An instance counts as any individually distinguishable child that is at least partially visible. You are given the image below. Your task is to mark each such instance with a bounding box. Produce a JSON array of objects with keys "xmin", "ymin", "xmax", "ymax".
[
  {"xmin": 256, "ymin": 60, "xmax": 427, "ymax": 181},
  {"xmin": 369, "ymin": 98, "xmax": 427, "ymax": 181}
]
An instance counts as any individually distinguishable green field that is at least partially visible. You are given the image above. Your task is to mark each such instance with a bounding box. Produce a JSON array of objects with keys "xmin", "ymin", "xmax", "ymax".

◆ DO THIS ◆
Could you retype the data above verbatim, line for line?

◆ THE RESULT ◆
An instance counts as any individually distinguishable child that is at least partially visible. You are given the image below. Your task is to mark each such instance with a bounding box. Produce a JSON array of objects with keys "xmin", "ymin", "xmax", "ymax".
[
  {"xmin": 256, "ymin": 60, "xmax": 427, "ymax": 181},
  {"xmin": 369, "ymin": 98, "xmax": 427, "ymax": 181}
]
An instance counts as any individually distinguishable green field that is at least partially visible. You are given the image above. Your task is to mark each such instance with a bounding box. Produce a JSON array of objects with keys "xmin", "ymin", "xmax", "ymax".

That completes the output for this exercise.